━━━━━ RECORDS FOR PROCESSING

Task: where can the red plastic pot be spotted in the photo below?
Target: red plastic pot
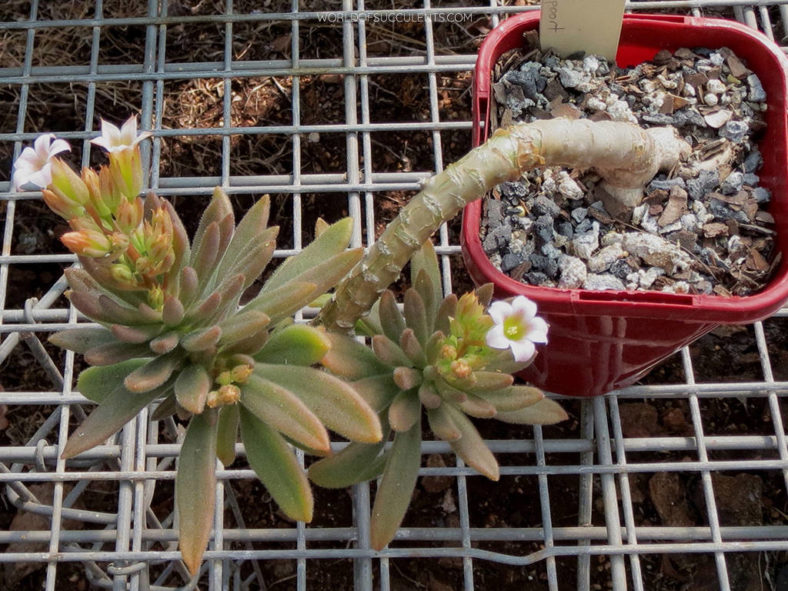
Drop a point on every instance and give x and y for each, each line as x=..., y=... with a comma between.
x=603, y=340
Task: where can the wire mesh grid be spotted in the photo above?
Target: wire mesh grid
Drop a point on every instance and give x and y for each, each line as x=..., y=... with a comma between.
x=576, y=494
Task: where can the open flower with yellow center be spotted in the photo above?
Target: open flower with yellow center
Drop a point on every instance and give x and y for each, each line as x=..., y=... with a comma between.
x=517, y=327
x=34, y=165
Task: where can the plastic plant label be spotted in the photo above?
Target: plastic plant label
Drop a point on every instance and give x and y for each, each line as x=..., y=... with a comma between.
x=591, y=26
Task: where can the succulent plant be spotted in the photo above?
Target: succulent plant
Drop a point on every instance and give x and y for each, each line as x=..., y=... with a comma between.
x=170, y=327
x=435, y=357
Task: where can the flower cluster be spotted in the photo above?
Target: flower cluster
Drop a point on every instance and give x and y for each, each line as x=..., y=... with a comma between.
x=169, y=327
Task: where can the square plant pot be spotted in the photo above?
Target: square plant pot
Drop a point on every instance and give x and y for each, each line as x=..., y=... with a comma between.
x=604, y=340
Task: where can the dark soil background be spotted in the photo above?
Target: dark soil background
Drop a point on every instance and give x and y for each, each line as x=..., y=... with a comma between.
x=725, y=355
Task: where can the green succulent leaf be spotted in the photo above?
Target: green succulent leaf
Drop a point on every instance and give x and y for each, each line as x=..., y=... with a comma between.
x=446, y=311
x=284, y=301
x=297, y=344
x=218, y=209
x=334, y=402
x=477, y=407
x=391, y=319
x=165, y=343
x=153, y=374
x=82, y=338
x=191, y=388
x=389, y=352
x=250, y=230
x=173, y=312
x=425, y=261
x=96, y=383
x=377, y=391
x=284, y=411
x=331, y=242
x=227, y=433
x=471, y=447
x=166, y=408
x=242, y=326
x=135, y=334
x=404, y=411
x=416, y=315
x=442, y=424
x=117, y=409
x=357, y=462
x=512, y=398
x=544, y=412
x=276, y=466
x=396, y=486
x=202, y=339
x=412, y=348
x=351, y=359
x=195, y=489
x=115, y=353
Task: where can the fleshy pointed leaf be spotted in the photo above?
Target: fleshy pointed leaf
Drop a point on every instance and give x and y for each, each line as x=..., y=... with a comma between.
x=276, y=466
x=284, y=411
x=416, y=315
x=477, y=407
x=227, y=433
x=135, y=334
x=191, y=388
x=202, y=339
x=189, y=283
x=334, y=402
x=173, y=312
x=195, y=489
x=115, y=353
x=331, y=242
x=117, y=409
x=512, y=398
x=396, y=486
x=282, y=302
x=429, y=395
x=544, y=412
x=389, y=352
x=352, y=360
x=297, y=344
x=153, y=374
x=165, y=343
x=446, y=310
x=490, y=380
x=425, y=261
x=412, y=348
x=247, y=235
x=166, y=408
x=377, y=391
x=217, y=210
x=442, y=424
x=471, y=447
x=81, y=339
x=404, y=411
x=391, y=319
x=358, y=462
x=242, y=326
x=96, y=383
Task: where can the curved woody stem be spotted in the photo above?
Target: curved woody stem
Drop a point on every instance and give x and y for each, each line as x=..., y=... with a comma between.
x=625, y=155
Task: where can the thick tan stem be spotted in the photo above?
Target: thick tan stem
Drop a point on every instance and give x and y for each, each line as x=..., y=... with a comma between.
x=626, y=156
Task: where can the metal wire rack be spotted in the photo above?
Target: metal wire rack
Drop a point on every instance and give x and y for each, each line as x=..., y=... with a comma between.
x=594, y=538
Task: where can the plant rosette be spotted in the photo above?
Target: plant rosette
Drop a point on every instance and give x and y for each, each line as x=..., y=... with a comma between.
x=184, y=324
x=601, y=340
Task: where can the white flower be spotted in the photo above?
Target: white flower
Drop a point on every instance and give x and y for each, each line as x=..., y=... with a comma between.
x=34, y=165
x=517, y=327
x=113, y=139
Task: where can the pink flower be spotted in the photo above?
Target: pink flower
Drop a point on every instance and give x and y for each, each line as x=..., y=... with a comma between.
x=517, y=327
x=34, y=165
x=113, y=139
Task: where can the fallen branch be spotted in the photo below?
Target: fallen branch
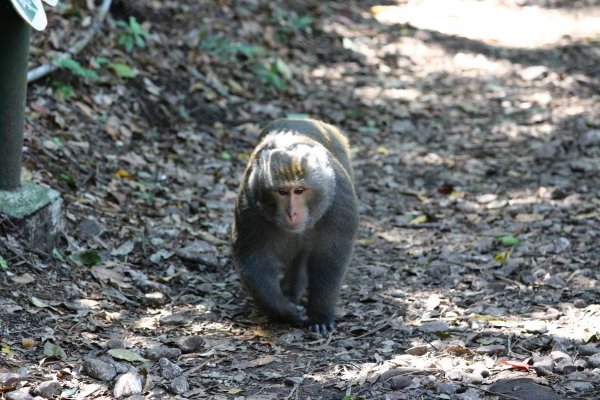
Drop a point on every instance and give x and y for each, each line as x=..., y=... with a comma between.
x=46, y=69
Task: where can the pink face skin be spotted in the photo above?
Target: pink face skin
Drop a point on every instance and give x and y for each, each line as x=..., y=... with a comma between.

━━━━━━━━━━

From the line containing "Task: where can the thick" down to the last line of the entries above, copy each line exactly and nothing more. Leave pictures out.

COMPLETE OUTPUT >>
Task: where can the thick tan stem be spotted in the photo above?
Target: thick tan stem
Drop a point on every instance and give x and y for each, each line as x=..., y=... with a comma between.
x=626, y=156
Task: where can the metal wire rack be spotted in the photo above?
Target: metal wire rack
Drop a point on every instance and give x and y for each, each line as x=..., y=... with a comma between.
x=594, y=538
Task: where can the plant rosette be spotted in the photo above?
Target: plant rosette
Drop a point on every instance and give x and y for each, each line as x=..., y=... with a comma between.
x=184, y=324
x=601, y=340
Task: where can the white flower be spotted in the photo above?
Target: white flower
Drop a point on every instance and give x and y for each, each line as x=..., y=... with a comma between.
x=34, y=165
x=517, y=327
x=113, y=139
Task: where can the pink flower be spotted in the photo above?
Target: pink flower
Drop a point on every instance and give x and y for each, each line as x=..., y=... with a comma between.
x=517, y=327
x=34, y=165
x=113, y=139
Task: where can the fallen branch be spotted in the photo below?
Target: fallen branch
Drop a point on every instance and give x and y for each, each line as x=..., y=... with a comma between.
x=46, y=69
Task: where can the pink face skin be spotted in the photo above?
Target: pink face skin
Drop a point on every instance and give x and y for each, each line as x=..., y=... with a comma between.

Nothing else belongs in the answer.